Written request —
Return the lines of the listing starting at the line containing "Target: gray t-shirt" and ending at the line containing "Target: pink jacket", reproducing each one exactly and including both end lines.

Working data —
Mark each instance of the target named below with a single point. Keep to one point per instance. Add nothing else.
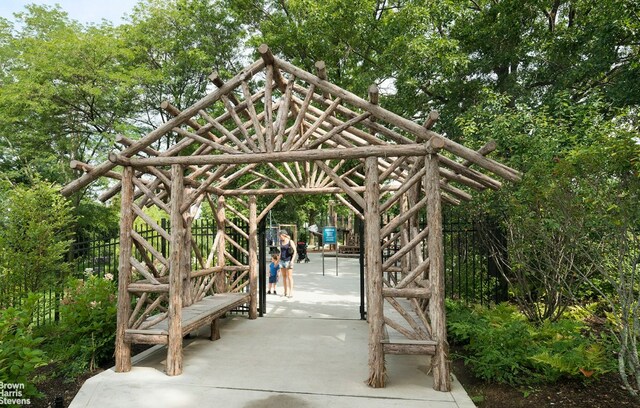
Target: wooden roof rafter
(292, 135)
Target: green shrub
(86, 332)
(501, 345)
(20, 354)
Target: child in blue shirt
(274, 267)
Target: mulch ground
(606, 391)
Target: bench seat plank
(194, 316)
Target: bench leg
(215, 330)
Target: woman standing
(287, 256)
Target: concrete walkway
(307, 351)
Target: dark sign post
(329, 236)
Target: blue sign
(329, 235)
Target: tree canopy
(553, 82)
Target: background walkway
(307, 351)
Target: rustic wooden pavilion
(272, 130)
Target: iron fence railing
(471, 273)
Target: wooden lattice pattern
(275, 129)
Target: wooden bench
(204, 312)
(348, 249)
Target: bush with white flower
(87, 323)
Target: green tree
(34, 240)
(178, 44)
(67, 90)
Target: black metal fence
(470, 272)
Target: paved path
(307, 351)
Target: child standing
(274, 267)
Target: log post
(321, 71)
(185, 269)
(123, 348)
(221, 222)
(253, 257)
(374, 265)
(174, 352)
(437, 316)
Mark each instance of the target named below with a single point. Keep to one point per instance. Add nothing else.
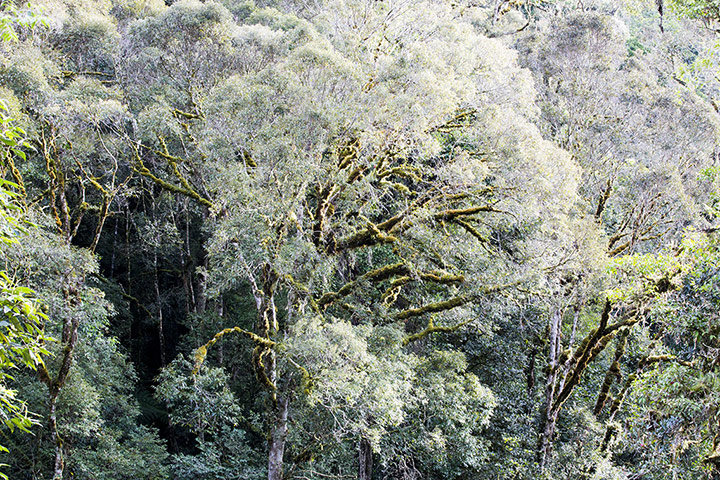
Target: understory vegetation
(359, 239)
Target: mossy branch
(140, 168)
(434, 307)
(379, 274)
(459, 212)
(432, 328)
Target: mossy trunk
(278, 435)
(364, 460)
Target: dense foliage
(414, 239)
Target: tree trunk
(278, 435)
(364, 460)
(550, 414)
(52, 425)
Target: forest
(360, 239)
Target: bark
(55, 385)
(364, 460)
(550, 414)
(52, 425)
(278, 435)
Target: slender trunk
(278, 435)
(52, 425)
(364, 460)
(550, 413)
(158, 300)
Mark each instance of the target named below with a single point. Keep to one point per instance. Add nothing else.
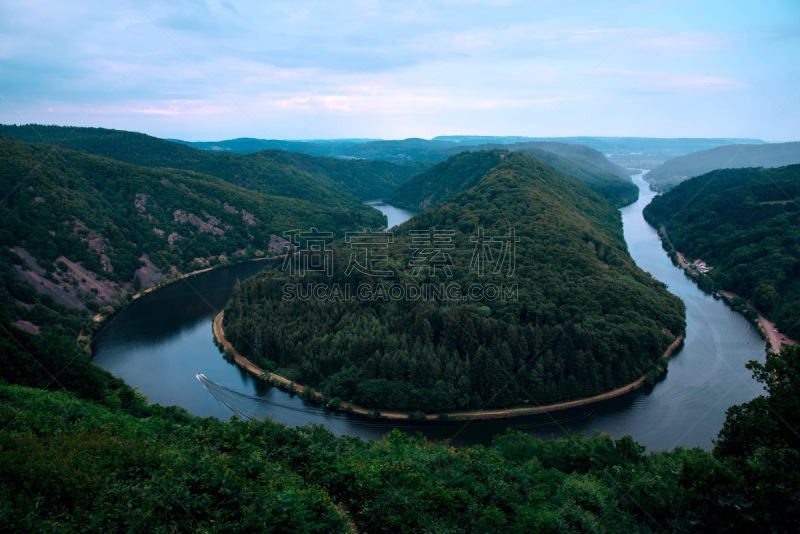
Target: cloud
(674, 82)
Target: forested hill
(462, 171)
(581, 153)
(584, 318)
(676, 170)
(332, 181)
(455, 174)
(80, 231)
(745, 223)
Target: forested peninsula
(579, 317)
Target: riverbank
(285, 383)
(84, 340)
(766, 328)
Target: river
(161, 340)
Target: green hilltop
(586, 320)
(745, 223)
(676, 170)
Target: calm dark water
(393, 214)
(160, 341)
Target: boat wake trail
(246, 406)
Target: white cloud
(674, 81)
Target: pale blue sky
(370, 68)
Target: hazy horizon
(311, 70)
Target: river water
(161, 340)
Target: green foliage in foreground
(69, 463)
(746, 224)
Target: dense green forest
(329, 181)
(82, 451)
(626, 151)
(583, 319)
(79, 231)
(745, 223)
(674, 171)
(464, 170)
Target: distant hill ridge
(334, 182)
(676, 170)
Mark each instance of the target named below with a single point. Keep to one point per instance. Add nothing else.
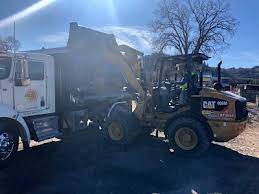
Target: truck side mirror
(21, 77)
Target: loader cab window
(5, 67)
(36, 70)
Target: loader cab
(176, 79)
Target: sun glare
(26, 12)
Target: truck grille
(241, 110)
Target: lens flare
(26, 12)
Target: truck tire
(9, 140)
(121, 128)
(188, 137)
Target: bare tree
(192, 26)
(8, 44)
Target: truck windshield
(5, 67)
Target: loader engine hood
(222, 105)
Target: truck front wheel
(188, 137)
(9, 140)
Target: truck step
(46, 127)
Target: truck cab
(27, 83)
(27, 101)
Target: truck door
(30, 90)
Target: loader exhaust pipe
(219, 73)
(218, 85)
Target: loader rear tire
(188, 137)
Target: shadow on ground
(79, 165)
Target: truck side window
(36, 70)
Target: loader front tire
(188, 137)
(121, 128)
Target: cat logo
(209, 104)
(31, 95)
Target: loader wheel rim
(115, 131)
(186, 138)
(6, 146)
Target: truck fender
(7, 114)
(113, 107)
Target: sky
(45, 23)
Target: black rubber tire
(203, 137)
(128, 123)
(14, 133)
* * *
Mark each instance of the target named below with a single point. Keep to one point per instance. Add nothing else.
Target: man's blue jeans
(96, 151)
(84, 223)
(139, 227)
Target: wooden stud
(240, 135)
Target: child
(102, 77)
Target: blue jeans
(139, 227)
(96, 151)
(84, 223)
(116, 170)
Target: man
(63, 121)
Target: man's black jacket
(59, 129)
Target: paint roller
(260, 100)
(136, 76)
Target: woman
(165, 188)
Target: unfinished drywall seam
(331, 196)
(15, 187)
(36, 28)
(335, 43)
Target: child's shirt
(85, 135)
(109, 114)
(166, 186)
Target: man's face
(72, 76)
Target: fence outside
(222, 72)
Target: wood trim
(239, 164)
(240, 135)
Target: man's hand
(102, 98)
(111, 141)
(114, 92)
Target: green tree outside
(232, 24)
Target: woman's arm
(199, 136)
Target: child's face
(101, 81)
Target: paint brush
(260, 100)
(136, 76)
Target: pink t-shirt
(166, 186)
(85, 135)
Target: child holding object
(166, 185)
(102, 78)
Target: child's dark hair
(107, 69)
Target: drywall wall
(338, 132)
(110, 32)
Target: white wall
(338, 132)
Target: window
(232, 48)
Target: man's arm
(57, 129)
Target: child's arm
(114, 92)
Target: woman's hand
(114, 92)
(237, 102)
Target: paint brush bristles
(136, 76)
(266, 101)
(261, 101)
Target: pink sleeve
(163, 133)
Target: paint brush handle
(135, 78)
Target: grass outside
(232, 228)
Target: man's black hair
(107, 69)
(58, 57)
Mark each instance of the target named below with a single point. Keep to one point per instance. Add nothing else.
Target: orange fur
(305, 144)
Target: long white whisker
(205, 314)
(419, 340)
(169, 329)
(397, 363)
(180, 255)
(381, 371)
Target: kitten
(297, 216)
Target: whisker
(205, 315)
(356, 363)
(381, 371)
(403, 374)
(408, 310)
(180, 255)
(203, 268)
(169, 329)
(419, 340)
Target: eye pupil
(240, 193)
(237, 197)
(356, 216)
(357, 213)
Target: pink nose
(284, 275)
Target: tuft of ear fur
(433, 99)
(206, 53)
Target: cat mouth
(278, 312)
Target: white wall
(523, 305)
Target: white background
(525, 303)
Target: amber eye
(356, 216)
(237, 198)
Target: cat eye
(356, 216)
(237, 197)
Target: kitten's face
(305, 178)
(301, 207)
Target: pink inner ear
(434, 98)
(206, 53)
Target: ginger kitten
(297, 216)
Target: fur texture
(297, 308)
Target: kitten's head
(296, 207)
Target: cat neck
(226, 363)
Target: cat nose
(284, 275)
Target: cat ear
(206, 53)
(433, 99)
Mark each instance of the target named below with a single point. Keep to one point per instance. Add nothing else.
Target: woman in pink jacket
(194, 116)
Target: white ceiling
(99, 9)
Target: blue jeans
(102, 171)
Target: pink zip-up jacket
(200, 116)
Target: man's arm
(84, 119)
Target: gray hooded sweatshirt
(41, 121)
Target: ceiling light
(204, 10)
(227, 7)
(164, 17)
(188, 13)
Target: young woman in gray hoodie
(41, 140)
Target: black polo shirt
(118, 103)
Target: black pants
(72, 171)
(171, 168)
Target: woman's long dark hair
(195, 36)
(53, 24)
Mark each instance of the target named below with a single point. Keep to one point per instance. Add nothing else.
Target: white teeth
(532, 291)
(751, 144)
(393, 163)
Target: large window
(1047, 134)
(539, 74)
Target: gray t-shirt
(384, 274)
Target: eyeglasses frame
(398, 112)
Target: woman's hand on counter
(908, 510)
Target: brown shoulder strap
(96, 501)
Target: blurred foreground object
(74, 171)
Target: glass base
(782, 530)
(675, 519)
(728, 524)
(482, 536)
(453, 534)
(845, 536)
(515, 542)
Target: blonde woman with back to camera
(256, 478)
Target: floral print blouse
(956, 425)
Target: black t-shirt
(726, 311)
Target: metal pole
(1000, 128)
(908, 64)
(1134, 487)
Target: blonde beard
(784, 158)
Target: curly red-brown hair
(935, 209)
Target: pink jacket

Exercise answer —
Target: gray t-shirt
(384, 274)
Target: eyeglasses frame
(398, 112)
Target: woman's hand on counter
(908, 510)
Target: brown shoulder strap
(96, 501)
Target: blurred foreground object
(74, 171)
Target: glass base
(782, 530)
(675, 519)
(728, 524)
(482, 536)
(453, 534)
(845, 536)
(515, 542)
Target: blonde woman with back to camera
(256, 478)
Target: floral print blouse
(956, 425)
Target: black t-shirt
(726, 311)
Target: metal pole
(1000, 128)
(908, 64)
(1134, 487)
Target: blonde beard
(784, 158)
Target: curly red-brown hair
(935, 209)
Target: pink jacket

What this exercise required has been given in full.